Saved data entries:
════

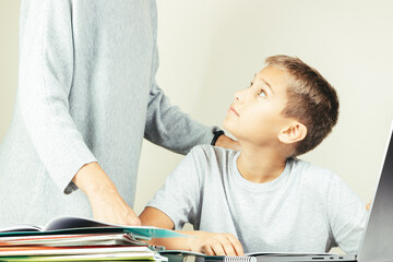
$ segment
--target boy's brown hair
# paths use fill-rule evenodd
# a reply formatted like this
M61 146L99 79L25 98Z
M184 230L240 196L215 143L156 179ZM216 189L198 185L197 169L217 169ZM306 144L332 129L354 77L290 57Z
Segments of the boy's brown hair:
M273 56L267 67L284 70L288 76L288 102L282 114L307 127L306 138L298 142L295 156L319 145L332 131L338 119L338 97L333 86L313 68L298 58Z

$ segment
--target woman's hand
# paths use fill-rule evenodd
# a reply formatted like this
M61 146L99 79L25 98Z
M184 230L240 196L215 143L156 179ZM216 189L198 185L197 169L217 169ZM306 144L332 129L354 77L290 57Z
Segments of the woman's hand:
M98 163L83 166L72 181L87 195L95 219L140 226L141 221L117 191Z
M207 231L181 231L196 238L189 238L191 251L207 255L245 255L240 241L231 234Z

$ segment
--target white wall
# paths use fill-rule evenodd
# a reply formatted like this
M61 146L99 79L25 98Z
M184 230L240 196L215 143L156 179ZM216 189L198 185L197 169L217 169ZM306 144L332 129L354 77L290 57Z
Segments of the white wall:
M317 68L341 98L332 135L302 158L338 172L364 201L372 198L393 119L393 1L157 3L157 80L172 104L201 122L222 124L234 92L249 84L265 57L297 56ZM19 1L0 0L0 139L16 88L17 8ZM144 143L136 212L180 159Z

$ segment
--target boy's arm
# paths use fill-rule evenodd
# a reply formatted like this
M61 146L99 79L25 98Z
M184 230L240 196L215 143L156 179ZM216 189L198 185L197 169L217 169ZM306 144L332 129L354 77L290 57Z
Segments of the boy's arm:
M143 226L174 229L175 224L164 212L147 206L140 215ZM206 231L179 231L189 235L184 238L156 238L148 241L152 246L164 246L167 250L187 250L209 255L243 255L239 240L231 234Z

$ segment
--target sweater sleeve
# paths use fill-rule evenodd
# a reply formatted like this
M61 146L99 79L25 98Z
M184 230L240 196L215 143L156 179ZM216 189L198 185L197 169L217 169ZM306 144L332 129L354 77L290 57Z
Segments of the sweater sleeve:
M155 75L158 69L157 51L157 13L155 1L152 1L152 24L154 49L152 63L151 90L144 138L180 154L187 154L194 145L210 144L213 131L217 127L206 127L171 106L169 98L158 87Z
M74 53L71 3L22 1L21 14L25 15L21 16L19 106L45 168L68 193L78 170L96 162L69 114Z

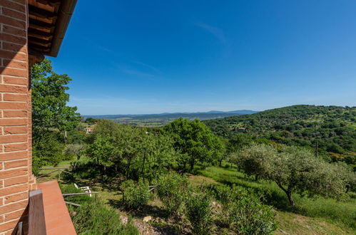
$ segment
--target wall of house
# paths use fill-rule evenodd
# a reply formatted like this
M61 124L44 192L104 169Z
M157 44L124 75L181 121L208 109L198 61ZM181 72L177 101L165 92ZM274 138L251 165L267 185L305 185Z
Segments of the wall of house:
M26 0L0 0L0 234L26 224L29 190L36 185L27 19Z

════

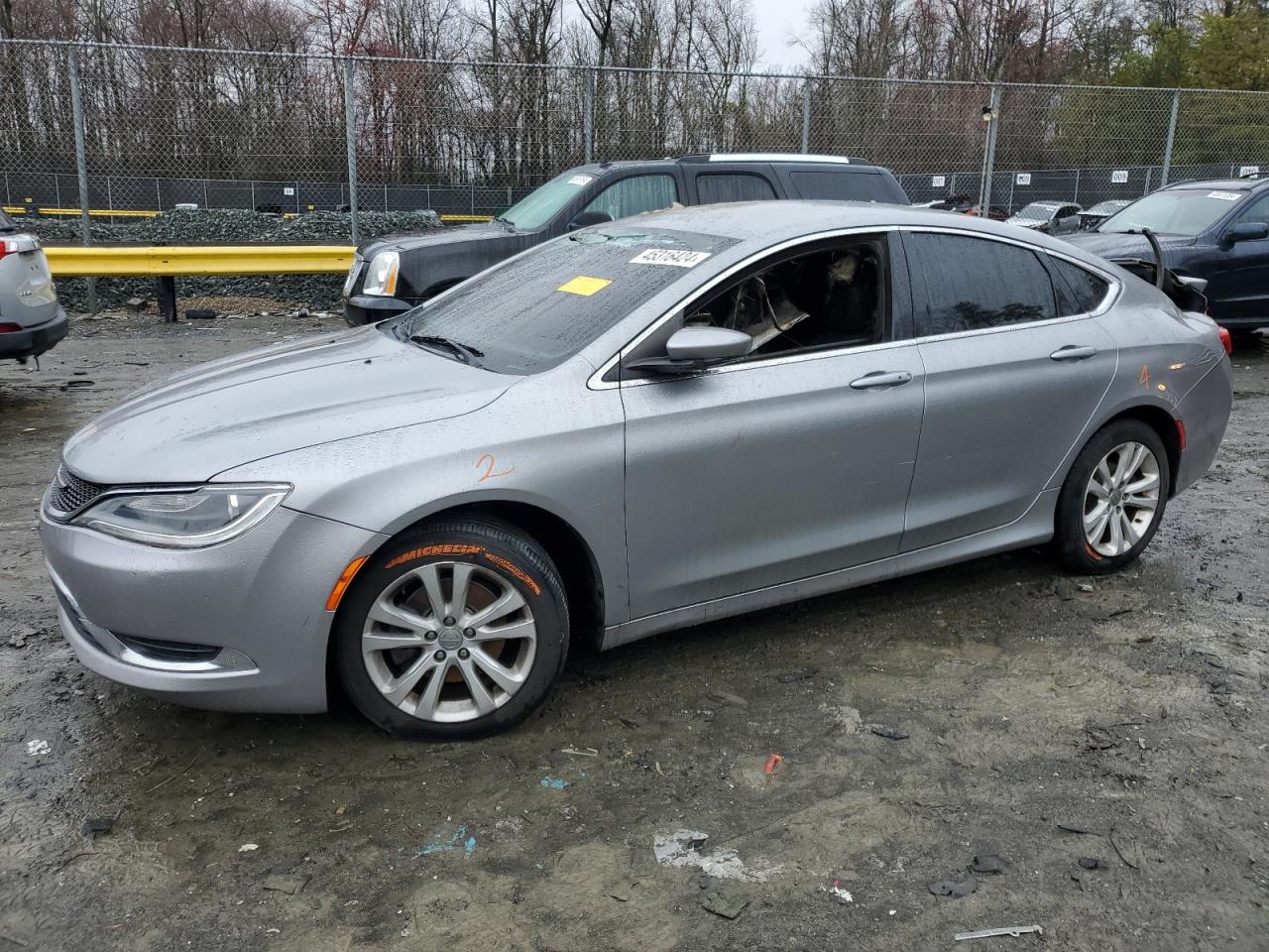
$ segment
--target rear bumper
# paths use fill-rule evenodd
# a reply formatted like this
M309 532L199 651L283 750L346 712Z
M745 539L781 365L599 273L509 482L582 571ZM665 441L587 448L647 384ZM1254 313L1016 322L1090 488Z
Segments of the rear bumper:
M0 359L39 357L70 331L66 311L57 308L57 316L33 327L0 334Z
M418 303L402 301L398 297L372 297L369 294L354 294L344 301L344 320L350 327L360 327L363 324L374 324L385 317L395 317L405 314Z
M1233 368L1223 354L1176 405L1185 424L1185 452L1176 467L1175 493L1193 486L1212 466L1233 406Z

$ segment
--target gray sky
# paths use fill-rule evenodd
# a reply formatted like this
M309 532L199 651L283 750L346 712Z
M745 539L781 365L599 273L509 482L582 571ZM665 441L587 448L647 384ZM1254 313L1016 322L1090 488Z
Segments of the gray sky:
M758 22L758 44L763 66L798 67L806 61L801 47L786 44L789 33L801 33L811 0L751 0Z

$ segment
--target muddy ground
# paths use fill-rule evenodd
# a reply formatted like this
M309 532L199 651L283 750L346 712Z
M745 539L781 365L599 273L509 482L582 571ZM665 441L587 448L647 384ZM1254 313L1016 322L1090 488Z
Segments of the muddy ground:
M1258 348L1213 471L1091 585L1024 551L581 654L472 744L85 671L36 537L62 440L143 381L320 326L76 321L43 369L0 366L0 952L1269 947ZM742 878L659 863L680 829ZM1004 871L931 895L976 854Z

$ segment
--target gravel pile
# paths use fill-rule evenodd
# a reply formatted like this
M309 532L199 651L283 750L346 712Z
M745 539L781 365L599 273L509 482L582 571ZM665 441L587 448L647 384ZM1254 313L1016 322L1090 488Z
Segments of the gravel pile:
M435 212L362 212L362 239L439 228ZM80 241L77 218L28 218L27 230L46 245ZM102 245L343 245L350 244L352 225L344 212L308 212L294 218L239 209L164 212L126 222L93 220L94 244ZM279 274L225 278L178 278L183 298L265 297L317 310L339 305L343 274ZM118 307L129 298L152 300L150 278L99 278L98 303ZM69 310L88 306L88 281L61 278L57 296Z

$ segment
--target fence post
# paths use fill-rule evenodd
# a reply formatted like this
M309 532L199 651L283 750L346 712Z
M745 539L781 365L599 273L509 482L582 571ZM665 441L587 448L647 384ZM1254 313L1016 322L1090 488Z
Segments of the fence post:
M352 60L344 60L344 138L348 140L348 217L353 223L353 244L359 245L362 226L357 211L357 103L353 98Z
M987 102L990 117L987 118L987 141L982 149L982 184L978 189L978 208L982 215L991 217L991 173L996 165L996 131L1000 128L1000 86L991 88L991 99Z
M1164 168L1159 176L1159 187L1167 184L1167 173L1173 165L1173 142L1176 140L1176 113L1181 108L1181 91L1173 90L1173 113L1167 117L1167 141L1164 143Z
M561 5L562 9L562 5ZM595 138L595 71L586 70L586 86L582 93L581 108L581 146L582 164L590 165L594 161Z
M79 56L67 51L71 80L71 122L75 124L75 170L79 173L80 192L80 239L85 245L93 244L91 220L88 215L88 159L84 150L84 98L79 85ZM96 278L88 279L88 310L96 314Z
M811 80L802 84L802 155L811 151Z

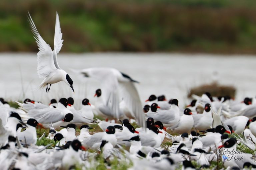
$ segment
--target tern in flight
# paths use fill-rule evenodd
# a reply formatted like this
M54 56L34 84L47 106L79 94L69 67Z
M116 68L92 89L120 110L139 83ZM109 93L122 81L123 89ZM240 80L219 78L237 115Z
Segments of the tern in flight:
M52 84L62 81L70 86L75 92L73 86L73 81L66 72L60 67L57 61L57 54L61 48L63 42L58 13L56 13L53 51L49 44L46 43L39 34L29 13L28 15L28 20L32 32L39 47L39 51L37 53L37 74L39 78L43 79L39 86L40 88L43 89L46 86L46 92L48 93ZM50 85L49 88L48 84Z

════

__AIM OF THE EXERCISE__. Please count the lines of the records that contain the word "white". Give only that number.

__SOLUTION TO THIS TASK__. 2